Transcribe word for word the lines spanning the line with "One point marks each instance of the bike handlebar." through the end of the records.

================

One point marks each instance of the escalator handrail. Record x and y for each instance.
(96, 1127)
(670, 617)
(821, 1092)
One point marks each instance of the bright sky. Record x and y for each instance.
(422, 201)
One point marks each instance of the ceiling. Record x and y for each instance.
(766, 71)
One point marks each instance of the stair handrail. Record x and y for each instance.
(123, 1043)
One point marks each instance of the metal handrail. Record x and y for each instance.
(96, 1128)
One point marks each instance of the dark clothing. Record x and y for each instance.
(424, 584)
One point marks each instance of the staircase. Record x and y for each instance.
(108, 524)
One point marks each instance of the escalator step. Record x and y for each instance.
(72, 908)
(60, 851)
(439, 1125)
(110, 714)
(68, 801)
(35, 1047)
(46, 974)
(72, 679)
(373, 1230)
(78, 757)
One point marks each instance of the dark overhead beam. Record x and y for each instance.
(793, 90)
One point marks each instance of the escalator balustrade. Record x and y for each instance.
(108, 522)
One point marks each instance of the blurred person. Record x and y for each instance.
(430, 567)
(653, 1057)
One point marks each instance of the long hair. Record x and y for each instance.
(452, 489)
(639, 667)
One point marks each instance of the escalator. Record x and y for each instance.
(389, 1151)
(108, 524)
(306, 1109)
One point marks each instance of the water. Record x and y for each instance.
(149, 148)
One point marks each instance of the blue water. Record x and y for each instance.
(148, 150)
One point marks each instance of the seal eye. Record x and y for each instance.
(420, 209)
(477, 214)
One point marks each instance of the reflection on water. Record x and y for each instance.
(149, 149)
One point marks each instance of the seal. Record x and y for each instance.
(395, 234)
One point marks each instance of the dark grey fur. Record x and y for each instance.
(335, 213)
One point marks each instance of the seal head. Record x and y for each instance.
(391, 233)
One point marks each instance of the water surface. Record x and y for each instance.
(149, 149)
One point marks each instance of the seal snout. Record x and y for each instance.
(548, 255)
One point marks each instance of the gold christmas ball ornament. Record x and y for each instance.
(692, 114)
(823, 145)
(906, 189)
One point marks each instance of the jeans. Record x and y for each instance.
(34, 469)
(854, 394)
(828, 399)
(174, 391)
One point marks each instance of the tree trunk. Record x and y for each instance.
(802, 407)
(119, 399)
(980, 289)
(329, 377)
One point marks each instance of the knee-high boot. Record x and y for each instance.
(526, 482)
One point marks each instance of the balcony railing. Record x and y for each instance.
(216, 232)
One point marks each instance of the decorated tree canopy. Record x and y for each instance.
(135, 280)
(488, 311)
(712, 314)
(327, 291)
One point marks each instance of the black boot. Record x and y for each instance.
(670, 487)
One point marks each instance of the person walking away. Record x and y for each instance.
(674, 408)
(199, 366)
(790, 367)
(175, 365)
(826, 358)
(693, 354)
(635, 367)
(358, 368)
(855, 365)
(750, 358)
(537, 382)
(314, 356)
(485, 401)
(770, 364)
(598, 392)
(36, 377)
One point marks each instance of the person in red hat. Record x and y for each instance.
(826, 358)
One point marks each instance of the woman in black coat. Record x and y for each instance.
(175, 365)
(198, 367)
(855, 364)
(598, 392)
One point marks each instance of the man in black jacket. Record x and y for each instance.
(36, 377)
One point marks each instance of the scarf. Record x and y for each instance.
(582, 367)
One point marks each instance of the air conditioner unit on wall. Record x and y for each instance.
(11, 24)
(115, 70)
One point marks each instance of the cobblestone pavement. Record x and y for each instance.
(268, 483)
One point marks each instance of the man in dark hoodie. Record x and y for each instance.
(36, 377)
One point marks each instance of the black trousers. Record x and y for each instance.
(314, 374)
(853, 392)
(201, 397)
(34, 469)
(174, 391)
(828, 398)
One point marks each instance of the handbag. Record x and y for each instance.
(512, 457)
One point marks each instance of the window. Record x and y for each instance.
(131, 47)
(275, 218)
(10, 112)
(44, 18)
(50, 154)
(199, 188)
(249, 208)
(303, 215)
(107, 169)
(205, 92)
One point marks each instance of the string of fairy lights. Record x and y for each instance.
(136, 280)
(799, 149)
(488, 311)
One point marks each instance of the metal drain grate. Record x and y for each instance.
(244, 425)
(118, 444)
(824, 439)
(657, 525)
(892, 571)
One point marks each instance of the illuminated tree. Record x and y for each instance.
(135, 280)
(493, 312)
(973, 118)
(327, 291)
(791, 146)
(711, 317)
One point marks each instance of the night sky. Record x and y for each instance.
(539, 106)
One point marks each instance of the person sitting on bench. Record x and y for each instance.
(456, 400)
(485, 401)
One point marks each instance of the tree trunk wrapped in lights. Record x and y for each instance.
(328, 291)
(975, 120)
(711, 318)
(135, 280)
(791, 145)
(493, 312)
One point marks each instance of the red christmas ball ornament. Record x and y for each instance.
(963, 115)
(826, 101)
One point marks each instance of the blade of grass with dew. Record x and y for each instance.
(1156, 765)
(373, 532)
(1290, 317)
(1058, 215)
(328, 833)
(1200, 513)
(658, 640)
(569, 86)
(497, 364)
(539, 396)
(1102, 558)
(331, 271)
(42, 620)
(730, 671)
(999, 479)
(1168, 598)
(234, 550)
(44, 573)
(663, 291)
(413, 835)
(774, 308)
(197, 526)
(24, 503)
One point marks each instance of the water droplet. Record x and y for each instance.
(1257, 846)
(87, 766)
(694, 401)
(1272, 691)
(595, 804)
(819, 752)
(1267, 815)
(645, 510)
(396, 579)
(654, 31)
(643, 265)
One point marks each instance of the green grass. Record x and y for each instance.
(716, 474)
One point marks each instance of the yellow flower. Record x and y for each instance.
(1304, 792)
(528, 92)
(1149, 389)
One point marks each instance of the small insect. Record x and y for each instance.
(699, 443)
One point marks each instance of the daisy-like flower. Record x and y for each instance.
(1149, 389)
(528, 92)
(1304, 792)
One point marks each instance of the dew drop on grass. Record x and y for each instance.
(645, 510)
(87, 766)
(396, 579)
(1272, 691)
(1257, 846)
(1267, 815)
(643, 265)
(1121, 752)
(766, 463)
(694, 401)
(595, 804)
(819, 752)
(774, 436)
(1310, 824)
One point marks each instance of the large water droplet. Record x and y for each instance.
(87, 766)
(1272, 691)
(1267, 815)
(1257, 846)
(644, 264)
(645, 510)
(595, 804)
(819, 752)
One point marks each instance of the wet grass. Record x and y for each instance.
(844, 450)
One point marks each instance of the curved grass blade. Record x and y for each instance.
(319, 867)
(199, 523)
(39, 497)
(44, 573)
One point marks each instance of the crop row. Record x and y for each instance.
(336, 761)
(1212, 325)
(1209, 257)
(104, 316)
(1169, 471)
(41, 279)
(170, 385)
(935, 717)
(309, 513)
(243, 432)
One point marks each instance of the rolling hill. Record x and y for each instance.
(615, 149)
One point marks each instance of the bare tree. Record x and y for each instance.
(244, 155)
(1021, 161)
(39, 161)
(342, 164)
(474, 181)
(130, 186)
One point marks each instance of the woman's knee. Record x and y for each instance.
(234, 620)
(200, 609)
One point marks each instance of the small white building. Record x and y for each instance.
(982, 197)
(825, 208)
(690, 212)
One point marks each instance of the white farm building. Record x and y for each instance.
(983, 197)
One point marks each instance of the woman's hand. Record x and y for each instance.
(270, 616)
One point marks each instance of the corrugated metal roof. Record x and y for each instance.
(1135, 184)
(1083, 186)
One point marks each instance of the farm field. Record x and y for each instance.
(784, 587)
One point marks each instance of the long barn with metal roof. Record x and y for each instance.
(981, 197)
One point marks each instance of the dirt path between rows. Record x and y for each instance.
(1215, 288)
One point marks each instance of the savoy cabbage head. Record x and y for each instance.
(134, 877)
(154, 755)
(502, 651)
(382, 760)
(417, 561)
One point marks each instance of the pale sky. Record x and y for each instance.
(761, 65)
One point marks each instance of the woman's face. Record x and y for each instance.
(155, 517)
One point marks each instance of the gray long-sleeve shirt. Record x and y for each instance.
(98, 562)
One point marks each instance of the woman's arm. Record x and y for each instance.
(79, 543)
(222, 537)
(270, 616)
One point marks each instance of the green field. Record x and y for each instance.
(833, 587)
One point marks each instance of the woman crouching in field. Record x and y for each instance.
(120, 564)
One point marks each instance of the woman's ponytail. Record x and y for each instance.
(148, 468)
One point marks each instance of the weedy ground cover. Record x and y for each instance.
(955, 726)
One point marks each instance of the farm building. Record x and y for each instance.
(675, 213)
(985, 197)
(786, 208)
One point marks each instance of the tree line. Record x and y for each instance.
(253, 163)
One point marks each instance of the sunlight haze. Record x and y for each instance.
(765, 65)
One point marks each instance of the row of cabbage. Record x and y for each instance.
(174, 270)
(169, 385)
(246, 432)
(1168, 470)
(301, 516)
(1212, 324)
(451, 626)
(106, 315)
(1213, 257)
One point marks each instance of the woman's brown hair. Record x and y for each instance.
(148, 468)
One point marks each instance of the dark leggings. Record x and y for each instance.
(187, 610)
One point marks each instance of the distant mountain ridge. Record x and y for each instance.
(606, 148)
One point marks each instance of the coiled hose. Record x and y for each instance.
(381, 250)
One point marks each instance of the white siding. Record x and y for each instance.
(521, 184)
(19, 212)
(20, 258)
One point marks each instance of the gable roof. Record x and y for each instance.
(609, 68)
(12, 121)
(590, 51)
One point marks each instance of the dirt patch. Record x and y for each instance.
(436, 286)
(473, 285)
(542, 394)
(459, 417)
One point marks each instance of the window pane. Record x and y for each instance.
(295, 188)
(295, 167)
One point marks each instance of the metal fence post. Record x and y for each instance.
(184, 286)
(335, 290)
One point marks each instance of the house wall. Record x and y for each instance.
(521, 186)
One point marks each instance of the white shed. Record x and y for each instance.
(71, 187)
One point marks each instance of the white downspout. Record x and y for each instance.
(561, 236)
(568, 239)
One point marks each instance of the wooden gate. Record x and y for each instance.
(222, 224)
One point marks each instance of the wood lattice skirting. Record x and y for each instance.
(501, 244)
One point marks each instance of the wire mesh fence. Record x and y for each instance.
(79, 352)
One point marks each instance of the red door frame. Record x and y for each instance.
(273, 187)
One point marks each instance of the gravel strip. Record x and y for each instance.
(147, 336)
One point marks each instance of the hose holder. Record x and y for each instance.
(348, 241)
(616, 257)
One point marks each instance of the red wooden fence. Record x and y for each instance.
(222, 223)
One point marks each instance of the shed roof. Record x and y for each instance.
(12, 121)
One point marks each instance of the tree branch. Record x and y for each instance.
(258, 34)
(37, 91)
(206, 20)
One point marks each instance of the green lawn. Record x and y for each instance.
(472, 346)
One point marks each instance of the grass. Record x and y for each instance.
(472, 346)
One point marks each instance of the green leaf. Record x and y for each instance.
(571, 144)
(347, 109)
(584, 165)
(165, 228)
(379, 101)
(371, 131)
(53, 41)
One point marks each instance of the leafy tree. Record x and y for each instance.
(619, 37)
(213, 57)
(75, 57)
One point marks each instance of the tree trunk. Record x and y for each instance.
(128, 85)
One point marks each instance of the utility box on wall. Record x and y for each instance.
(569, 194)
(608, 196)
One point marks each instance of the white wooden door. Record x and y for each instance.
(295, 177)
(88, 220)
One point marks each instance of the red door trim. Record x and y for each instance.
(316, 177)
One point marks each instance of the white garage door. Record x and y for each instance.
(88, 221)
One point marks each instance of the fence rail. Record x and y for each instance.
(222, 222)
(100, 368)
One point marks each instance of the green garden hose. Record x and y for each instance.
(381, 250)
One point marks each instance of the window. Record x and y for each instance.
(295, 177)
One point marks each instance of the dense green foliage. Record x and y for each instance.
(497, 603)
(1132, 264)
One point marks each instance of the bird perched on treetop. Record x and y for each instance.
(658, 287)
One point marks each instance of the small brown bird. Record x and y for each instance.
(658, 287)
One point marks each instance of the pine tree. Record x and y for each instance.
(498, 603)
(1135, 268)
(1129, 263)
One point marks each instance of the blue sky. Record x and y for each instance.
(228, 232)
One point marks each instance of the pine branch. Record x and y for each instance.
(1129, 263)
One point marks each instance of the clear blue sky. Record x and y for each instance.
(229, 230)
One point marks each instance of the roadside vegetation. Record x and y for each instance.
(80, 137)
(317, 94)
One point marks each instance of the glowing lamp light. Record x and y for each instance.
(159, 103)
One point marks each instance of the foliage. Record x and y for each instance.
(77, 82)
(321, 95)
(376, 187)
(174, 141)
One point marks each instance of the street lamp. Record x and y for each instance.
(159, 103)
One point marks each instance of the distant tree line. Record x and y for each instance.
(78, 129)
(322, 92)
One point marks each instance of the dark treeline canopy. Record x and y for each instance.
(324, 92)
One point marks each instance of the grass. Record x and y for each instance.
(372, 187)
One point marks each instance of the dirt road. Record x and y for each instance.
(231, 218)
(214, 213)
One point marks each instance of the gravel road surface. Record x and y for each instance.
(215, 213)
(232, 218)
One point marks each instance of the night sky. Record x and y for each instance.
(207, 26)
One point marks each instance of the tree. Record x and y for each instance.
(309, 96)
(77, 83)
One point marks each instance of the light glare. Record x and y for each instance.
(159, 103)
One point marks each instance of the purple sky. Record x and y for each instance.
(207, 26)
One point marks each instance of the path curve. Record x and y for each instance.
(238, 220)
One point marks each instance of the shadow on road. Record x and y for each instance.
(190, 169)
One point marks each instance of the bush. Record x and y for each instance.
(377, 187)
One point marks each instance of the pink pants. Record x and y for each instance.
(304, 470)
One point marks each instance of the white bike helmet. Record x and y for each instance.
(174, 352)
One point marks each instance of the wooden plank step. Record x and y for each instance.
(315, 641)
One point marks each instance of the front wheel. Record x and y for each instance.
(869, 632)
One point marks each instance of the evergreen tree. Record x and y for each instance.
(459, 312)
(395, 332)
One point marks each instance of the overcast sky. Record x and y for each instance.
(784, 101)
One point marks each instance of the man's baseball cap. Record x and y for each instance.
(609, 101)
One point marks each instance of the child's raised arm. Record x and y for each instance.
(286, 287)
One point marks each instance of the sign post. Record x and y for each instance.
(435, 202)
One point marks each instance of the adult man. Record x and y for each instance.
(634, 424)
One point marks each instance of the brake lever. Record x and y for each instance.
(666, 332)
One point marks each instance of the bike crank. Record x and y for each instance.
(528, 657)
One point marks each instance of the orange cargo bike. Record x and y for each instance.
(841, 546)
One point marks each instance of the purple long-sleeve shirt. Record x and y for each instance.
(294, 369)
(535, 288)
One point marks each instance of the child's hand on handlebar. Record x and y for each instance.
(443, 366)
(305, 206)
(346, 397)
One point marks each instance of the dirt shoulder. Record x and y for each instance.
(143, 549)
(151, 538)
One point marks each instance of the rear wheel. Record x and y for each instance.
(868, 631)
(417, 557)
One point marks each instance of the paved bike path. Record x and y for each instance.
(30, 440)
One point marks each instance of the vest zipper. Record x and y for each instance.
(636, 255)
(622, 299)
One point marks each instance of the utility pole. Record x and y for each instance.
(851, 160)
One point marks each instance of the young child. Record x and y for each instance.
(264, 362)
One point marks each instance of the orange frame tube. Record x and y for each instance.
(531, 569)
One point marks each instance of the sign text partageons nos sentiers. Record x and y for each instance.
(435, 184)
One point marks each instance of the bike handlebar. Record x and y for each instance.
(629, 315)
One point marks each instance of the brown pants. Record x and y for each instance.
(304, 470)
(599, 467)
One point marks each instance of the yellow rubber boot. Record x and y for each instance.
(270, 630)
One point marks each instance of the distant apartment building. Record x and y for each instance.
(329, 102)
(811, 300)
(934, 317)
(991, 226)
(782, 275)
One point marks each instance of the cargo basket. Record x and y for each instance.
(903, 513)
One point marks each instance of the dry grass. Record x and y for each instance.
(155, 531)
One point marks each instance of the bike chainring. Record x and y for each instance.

================

**Correct answer:**
One point marks each instance of the bike handlebar. Record x and y for each instance.
(629, 315)
One point marks each instance of the brown pants. Record x and y for each instance.
(304, 470)
(599, 467)
One point marks each instance of the yellow rubber boot. Record x and y for each instance.
(270, 630)
One point marks each instance of the distant apartment building. Record x and y for each instance.
(329, 102)
(811, 300)
(934, 317)
(991, 226)
(782, 275)
One point marks each instance of the cargo basket. Record x and y for each instance.
(903, 513)
One point marks each instance of the dry grass. Record x and y for each instance.
(155, 531)
One point marks each instance of the bike chainring. Record x and y for each instance.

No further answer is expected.